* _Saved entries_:
++++++++++

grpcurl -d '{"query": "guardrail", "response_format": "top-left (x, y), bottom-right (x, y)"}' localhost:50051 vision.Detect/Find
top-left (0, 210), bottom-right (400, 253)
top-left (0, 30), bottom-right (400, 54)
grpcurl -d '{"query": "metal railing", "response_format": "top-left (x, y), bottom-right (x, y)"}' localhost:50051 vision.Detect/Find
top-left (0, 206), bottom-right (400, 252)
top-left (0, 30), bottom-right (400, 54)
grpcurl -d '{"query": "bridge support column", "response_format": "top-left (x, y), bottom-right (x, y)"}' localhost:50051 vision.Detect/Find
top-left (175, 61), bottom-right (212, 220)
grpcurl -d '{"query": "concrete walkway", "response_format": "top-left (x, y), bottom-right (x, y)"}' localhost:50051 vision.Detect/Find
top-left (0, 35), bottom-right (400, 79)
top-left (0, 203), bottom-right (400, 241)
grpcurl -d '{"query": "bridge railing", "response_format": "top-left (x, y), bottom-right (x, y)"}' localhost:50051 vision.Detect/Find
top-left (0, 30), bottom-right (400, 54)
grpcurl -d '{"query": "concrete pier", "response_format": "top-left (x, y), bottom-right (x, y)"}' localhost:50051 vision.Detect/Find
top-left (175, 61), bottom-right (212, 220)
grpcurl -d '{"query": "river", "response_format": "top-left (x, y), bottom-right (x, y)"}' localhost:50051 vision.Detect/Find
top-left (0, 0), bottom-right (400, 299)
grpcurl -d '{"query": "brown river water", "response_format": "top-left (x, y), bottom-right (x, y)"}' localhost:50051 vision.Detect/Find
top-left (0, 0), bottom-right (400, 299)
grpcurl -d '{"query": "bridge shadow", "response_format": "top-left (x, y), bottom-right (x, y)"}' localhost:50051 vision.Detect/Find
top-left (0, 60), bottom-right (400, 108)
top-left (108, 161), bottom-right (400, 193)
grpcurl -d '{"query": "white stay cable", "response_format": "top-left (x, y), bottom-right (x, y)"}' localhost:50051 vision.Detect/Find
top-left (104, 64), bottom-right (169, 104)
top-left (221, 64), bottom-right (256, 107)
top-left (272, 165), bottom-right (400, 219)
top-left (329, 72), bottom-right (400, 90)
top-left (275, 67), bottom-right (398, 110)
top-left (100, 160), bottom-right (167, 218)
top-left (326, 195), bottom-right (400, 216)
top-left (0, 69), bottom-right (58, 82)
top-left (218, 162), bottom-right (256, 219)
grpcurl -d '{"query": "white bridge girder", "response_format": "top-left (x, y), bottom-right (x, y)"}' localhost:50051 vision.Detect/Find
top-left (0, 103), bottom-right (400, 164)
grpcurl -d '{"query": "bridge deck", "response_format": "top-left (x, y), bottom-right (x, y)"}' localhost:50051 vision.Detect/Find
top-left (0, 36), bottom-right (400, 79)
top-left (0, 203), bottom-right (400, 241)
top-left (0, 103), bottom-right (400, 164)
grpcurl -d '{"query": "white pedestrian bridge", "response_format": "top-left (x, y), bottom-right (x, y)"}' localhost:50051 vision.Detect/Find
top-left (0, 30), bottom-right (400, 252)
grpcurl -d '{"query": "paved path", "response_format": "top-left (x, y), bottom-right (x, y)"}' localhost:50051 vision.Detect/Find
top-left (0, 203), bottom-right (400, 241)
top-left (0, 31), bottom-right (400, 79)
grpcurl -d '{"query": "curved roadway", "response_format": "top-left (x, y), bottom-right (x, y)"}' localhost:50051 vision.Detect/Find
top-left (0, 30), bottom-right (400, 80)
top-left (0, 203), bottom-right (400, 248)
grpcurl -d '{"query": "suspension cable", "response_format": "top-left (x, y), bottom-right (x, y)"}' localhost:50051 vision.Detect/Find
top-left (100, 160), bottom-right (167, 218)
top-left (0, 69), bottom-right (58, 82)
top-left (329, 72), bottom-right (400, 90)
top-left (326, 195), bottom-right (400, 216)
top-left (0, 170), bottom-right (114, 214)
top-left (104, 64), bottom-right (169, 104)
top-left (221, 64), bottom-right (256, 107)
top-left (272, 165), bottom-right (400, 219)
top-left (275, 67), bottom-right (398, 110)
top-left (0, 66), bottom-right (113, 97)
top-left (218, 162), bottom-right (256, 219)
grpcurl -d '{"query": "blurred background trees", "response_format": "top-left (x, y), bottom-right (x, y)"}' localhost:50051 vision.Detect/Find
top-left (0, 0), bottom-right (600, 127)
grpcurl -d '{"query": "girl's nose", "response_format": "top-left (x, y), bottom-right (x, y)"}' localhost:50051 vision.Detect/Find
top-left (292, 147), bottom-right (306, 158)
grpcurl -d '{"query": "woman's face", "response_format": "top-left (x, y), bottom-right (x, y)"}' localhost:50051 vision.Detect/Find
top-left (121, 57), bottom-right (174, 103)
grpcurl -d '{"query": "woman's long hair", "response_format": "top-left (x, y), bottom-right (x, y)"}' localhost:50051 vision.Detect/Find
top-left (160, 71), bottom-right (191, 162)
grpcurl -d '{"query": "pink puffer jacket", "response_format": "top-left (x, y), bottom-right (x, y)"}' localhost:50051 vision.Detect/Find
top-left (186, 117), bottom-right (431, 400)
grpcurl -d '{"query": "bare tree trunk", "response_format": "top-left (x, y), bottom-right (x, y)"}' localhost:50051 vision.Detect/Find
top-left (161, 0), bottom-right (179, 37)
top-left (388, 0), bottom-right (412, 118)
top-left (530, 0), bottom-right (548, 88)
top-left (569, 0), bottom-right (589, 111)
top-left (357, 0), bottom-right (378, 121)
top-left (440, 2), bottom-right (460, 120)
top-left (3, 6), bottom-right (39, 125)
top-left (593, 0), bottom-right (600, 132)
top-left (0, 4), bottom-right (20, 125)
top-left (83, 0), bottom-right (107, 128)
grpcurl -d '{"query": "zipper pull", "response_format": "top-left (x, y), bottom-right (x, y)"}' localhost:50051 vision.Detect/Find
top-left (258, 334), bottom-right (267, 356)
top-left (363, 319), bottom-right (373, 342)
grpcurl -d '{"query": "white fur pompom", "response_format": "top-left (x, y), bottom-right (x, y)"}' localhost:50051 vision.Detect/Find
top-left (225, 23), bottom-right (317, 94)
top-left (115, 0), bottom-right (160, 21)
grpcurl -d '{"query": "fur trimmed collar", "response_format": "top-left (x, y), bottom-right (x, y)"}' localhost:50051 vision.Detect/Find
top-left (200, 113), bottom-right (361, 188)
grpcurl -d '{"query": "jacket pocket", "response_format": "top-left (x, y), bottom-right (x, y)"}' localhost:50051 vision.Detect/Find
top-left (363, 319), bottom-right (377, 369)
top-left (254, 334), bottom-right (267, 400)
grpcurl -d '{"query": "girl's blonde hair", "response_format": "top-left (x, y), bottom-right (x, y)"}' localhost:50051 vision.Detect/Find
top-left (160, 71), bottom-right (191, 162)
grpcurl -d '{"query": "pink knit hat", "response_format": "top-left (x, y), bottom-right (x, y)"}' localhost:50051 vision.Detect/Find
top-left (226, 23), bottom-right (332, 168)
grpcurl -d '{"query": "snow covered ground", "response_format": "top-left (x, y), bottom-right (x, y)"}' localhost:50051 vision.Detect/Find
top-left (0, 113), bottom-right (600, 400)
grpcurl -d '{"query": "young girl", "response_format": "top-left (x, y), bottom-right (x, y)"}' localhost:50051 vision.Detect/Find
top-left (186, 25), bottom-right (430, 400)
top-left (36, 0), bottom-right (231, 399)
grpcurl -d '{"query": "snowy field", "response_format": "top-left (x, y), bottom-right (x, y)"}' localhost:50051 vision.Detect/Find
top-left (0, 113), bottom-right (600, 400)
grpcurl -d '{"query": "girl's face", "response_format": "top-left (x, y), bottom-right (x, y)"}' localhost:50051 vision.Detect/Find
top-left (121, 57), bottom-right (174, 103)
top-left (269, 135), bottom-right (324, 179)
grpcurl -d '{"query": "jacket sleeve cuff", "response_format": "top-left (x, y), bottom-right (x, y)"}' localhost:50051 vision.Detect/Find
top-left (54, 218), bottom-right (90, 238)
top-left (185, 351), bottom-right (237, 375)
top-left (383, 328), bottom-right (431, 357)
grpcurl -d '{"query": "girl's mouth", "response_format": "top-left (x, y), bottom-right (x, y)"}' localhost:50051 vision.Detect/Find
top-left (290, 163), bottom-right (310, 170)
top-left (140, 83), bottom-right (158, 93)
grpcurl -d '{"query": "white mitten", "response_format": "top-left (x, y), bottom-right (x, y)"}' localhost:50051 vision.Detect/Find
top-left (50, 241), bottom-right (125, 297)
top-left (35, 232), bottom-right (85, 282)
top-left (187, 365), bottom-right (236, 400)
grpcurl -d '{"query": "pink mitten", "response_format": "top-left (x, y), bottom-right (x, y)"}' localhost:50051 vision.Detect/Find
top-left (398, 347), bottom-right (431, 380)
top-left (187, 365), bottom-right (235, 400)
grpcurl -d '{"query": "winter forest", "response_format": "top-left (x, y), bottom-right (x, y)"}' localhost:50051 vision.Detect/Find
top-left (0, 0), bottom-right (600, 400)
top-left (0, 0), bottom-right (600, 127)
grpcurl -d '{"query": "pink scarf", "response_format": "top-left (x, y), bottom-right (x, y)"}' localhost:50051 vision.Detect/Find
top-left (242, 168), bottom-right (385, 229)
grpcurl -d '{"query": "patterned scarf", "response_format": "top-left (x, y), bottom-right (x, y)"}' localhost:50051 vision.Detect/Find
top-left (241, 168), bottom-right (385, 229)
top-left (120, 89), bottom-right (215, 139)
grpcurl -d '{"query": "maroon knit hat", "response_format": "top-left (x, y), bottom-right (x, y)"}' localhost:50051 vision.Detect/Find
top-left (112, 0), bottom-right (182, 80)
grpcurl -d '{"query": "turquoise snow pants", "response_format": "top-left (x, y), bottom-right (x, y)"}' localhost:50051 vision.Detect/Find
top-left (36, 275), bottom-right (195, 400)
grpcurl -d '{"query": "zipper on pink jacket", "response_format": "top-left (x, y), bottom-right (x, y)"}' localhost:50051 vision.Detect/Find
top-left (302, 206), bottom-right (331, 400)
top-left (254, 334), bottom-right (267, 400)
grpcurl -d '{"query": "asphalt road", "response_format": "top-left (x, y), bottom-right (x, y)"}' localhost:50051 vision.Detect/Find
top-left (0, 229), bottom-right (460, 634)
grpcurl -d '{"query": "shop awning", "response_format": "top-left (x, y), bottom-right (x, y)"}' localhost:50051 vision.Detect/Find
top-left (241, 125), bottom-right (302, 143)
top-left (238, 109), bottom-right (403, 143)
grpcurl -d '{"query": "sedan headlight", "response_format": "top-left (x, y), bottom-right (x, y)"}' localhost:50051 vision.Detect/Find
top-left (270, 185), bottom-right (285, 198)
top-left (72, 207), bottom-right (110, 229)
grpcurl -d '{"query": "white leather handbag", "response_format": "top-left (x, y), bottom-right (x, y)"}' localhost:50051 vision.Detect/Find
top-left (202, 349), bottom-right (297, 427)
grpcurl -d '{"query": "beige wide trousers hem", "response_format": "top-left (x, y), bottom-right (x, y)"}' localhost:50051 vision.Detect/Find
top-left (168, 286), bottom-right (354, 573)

++++++++++

* _Instructions to follow_: Rewrite the records from the start through the line holding "top-left (108, 161), bottom-right (400, 193)", inclusive, as a two-column CSV with the headers command and output. Give one row per command line, with the command's full text in one quoted field and the lines that follow it, joined by spaces, in the other.

* _Answer to the exercise_:
command,output
"grpcurl -d '{""query"": ""guardrail"", ""response_format"": ""top-left (x, y), bottom-right (x, y)""}' localhost:50051 vision.Detect/Find","top-left (0, 210), bottom-right (400, 253) top-left (0, 30), bottom-right (400, 54)"
"grpcurl -d '{""query"": ""metal railing"", ""response_format"": ""top-left (x, y), bottom-right (x, y)""}' localhost:50051 vision.Detect/Find","top-left (0, 206), bottom-right (400, 252) top-left (0, 30), bottom-right (400, 54)"
"grpcurl -d '{""query"": ""bridge support column"", ""response_format"": ""top-left (x, y), bottom-right (x, y)""}' localhost:50051 vision.Detect/Find","top-left (175, 61), bottom-right (212, 220)"
"grpcurl -d '{""query"": ""concrete walkway"", ""response_format"": ""top-left (x, y), bottom-right (x, y)""}' localhost:50051 vision.Detect/Find","top-left (0, 35), bottom-right (400, 79) top-left (0, 203), bottom-right (400, 241)"
"grpcurl -d '{""query"": ""bridge railing"", ""response_format"": ""top-left (x, y), bottom-right (x, y)""}' localhost:50051 vision.Detect/Find","top-left (0, 30), bottom-right (400, 54)"
"grpcurl -d '{""query"": ""concrete pier"", ""response_format"": ""top-left (x, y), bottom-right (x, y)""}' localhost:50051 vision.Detect/Find","top-left (175, 61), bottom-right (212, 220)"
"grpcurl -d '{""query"": ""river"", ""response_format"": ""top-left (x, y), bottom-right (x, y)""}' localhost:50051 vision.Detect/Find","top-left (0, 0), bottom-right (400, 299)"
"grpcurl -d '{""query"": ""brown river water"", ""response_format"": ""top-left (x, y), bottom-right (x, y)""}' localhost:50051 vision.Detect/Find","top-left (0, 0), bottom-right (400, 299)"
"grpcurl -d '{""query"": ""bridge shadow"", ""response_format"": ""top-left (x, y), bottom-right (x, y)""}' localhost:50051 vision.Detect/Find","top-left (0, 60), bottom-right (400, 108) top-left (108, 161), bottom-right (400, 193)"